Diabetes and Depression a Bad Diagnostic Mix
A woman with a history of anorexia, depression, diabetes, and occasional hypoglycemia was seen by one of her treating endocrinologists, Dr. R., in May 2001. Previously, she had disclosed that her daily food intake generally consisted of a single meal. Although her diabetes had been controlled by twice-daily 30-mg doses of insulin, Dr. R. discontinued the insulin and prescribed oral glucose-controlling medications (ie, glimepiride, rosiglitazone, and metformin). The patient’s depression waned; she began to leave her home more frequently and started an exercise program. Her blood glucose levels fell to an acceptable level.
Shortly thereafter, the woman stopped seeing Dr. R. She also discontinued her exercise, and her depression recurred.
In June 2001, she went into a hypoglycemic coma and was transported by ambulance to a hospital emergency department (ED). Intravenous dextrose was administered. When the woman experienced a seizure, tests were performed that revealed she had consumed barbiturates and diazepam. Once she recovered, the woman admitted having experienced suicidal ideation. She was discharged with instructions to seek treatment from an endocrinologist and a psychologist.
A week later, the patient returned to Dr. R., who diagnosed catatonia. She was transported to a hospital, where clinicians ultimately diagnosed metabolic encephalopathy stemming from a diabetic coma. Insulin was prescribed after tests showed that the patient could not manufacture sufficient levels of insulin.
The plaintiff alleged negligence by Dr. R. in failing to properly diagnose and treat her condition; had Dr. R. ordered tests in May 2001, a correct diagnosis would have been made. She claimed that the encephalopathy impaired her cognitive functionality and contended that she would require counseling to redevelop her cognitive function. The plaintiff also claimed that she should have been referred to a nutritionist.

* [Extracted records]:
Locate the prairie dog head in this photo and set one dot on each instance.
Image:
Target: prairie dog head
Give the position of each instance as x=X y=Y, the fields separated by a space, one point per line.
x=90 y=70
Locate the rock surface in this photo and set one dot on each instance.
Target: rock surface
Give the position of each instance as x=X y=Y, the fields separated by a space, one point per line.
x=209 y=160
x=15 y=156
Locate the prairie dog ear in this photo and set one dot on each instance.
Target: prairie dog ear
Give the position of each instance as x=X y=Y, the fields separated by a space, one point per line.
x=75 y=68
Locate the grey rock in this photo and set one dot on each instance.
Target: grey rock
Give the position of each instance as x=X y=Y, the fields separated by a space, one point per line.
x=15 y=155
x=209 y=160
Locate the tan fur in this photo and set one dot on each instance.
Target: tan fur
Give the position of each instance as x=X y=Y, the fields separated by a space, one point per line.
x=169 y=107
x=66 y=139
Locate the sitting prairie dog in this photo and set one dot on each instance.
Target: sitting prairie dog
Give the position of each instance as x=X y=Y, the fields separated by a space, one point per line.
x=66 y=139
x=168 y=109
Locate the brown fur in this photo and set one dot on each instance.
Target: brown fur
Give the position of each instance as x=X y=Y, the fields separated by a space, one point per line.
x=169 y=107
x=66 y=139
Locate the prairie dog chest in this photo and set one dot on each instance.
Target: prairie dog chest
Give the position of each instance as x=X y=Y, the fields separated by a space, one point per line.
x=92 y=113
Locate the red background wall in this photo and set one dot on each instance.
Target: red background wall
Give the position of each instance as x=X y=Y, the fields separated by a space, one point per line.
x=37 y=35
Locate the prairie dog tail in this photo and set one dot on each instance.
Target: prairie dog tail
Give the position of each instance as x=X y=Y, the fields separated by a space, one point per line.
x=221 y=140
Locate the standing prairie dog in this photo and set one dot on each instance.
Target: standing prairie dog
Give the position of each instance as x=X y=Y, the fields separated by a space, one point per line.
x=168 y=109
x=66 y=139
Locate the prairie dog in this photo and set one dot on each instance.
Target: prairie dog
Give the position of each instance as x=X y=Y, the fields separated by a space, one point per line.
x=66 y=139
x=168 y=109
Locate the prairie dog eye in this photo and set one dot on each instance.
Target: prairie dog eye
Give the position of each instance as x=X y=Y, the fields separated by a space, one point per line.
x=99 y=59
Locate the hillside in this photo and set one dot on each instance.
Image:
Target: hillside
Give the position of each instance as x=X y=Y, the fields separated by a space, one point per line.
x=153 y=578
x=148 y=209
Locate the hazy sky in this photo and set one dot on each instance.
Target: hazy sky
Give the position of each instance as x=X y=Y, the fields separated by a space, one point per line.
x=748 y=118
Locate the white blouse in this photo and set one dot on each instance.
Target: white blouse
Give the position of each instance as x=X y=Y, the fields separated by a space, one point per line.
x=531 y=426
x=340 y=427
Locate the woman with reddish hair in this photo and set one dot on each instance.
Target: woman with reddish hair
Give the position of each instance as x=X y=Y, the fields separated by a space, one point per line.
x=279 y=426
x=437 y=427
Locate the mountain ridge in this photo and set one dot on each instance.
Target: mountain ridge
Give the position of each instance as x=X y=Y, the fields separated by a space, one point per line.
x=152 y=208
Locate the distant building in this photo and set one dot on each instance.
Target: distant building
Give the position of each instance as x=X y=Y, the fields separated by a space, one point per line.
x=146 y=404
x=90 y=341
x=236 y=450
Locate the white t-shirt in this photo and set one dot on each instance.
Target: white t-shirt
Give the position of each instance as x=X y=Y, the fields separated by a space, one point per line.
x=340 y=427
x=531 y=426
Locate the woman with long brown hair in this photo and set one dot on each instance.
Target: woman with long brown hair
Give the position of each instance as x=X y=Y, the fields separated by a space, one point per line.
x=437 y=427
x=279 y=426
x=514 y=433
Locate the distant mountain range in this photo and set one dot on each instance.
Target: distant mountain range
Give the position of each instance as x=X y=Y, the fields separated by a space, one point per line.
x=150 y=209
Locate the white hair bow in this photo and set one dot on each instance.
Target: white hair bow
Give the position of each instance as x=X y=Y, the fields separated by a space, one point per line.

* [Work task 1]:
Render this sentence from the diabetes case text in Spanish: "Shortly thereafter, the woman stopped seeing Dr. R."
* [Work task 2]:
Retype the diabetes case text between "Diabetes and Depression" and "her depression recurred.", inclusive.

* [Written answer 1]:
Poco después, la mujer dejó de ver al Dr. R.

* [Written answer 2]:
Diabetes and Depression a Bad Diagnostic Mix
A woman with a history of anorexia, depression, diabetes, and occasional hypoglycemia was seen by one of her treating endocrinologists, Dr. R., in May 2001. Previously, she had disclosed that her daily food intake generally consisted of a single meal. Although her diabetes had been controlled by twice-daily 30-mg doses of insulin, Dr. R. discontinued the insulin and prescribed oral glucose-controlling medications (ie, glimepiride, rosiglitazone, and metformin). The patient’s depression waned; she began to leave her home more frequently and started an exercise program. Her blood glucose levels fell to an acceptable level.
Shortly thereafter, the woman stopped seeing Dr. R. She also discontinued her exercise, and her depression recurred.